GOAL
Reproduce the records verbatim, from their first line down through the line containing "(0, 189), (27, 237)".

EXERCISE INPUTS
# # # # # # #
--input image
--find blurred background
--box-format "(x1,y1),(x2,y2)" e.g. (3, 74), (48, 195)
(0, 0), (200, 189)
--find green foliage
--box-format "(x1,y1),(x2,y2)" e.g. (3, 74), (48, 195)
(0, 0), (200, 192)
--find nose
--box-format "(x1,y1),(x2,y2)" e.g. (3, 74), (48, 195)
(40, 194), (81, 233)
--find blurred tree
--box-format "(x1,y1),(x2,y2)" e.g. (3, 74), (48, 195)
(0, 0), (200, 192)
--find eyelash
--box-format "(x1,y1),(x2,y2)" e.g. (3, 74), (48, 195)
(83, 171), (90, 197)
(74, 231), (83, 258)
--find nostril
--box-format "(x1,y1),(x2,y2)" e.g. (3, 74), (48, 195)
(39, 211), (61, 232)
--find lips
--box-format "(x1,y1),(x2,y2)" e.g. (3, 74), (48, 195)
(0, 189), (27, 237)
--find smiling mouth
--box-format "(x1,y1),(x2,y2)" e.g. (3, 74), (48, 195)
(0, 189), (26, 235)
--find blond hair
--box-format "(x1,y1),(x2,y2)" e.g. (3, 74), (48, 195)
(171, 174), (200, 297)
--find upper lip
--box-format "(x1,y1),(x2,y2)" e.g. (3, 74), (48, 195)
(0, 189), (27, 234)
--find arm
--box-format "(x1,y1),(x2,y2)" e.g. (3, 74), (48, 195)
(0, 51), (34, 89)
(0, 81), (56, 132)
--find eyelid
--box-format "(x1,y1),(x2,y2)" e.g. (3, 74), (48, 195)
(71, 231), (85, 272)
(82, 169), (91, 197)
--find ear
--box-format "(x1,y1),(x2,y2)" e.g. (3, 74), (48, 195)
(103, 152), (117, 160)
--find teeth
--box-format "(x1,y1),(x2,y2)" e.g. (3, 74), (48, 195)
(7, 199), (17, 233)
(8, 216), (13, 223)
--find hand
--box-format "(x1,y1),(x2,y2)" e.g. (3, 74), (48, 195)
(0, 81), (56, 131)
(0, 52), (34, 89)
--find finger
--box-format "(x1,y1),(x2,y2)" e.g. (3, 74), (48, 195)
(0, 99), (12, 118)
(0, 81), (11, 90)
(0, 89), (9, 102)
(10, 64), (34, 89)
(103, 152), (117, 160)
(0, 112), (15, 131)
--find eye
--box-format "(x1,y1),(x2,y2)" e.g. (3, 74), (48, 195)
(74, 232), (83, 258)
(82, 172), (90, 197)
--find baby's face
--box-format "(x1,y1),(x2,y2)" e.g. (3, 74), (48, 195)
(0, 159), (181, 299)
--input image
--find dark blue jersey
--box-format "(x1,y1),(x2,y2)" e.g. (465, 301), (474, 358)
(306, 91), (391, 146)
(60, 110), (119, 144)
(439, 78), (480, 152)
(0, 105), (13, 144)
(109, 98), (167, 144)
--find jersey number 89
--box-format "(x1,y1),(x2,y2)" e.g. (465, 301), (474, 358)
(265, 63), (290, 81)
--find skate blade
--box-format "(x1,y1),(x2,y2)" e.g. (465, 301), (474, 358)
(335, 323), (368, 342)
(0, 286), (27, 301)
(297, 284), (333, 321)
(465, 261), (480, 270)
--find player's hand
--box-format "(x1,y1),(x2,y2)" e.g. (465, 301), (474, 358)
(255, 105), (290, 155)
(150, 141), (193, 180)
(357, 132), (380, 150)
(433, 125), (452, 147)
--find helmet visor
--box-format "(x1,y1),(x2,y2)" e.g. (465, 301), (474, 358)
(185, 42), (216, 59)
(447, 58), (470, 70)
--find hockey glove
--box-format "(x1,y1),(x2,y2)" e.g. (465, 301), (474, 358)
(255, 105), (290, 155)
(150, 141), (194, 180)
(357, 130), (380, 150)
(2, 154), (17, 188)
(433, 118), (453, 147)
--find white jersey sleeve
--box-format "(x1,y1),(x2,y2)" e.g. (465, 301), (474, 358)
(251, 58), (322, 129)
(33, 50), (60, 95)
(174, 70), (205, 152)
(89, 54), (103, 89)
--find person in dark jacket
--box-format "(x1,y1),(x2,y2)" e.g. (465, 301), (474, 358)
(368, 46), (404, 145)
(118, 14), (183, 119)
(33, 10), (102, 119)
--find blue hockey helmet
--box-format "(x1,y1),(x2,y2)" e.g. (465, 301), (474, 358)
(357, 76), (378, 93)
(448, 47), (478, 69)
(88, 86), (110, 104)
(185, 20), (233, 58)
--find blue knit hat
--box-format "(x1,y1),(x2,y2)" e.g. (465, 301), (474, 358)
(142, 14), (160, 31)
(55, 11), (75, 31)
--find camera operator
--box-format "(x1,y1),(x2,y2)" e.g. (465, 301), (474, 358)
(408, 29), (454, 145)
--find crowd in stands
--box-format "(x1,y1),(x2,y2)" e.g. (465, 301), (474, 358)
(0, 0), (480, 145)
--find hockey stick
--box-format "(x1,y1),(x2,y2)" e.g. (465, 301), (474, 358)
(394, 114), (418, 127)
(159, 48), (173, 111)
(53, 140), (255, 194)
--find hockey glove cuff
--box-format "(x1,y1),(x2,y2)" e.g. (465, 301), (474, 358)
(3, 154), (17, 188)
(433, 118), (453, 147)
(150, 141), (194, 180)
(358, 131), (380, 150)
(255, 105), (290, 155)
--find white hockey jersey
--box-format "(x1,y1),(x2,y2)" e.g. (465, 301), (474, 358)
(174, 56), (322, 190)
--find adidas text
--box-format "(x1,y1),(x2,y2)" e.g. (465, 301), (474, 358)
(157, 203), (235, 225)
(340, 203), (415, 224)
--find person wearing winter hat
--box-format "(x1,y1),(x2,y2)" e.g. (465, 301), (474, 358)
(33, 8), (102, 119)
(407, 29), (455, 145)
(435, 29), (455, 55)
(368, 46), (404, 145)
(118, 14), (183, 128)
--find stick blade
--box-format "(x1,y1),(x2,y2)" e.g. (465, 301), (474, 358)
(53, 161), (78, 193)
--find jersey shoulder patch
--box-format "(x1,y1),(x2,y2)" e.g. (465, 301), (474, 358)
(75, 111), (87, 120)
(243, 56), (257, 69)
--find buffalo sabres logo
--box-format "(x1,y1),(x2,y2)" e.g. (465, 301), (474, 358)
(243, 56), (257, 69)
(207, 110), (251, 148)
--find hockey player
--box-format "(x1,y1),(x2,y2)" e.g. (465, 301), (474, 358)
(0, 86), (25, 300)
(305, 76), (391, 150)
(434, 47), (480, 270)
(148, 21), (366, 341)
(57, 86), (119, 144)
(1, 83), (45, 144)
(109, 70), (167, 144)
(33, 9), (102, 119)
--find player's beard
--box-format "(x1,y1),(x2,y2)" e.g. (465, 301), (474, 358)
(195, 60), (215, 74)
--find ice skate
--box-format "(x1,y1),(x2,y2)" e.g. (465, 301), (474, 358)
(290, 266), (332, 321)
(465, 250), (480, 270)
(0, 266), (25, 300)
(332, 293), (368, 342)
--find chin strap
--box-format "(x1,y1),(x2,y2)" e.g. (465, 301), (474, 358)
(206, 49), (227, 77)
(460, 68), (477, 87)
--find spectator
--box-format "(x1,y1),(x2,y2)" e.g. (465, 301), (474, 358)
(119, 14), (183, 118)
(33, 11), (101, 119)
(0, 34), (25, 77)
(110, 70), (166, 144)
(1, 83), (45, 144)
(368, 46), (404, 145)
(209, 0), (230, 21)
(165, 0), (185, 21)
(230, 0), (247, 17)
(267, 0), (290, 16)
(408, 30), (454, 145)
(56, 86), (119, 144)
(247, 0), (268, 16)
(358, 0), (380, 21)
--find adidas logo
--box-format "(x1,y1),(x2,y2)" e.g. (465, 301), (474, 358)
# # # # # # #
SOLUTION
--input image
--find blurred background
--box-format "(x1,y1),(x2,y2)" e.g. (3, 74), (48, 195)
(0, 0), (200, 189)
--find green foliage
--box-format "(x1,y1),(x2,y2)" e.g. (3, 74), (48, 195)
(0, 0), (200, 192)
--find nose
--box-format "(x1,y1),(x2,y2)" e.g. (3, 74), (48, 195)
(40, 194), (81, 233)
--find blurred tree
--box-format "(x1,y1),(x2,y2)" e.g. (3, 74), (48, 195)
(0, 0), (200, 192)
--find eyelash
--box-format "(x1,y1),(x2,y2)" e.g. (3, 74), (48, 195)
(83, 171), (90, 197)
(74, 231), (83, 258)
--find nostril
--box-format "(x1,y1),(x2,y2)" e.g. (3, 74), (48, 195)
(39, 211), (61, 232)
--find lips
--box-format "(x1,y1),(x2,y2)" e.g. (3, 74), (48, 195)
(0, 189), (27, 237)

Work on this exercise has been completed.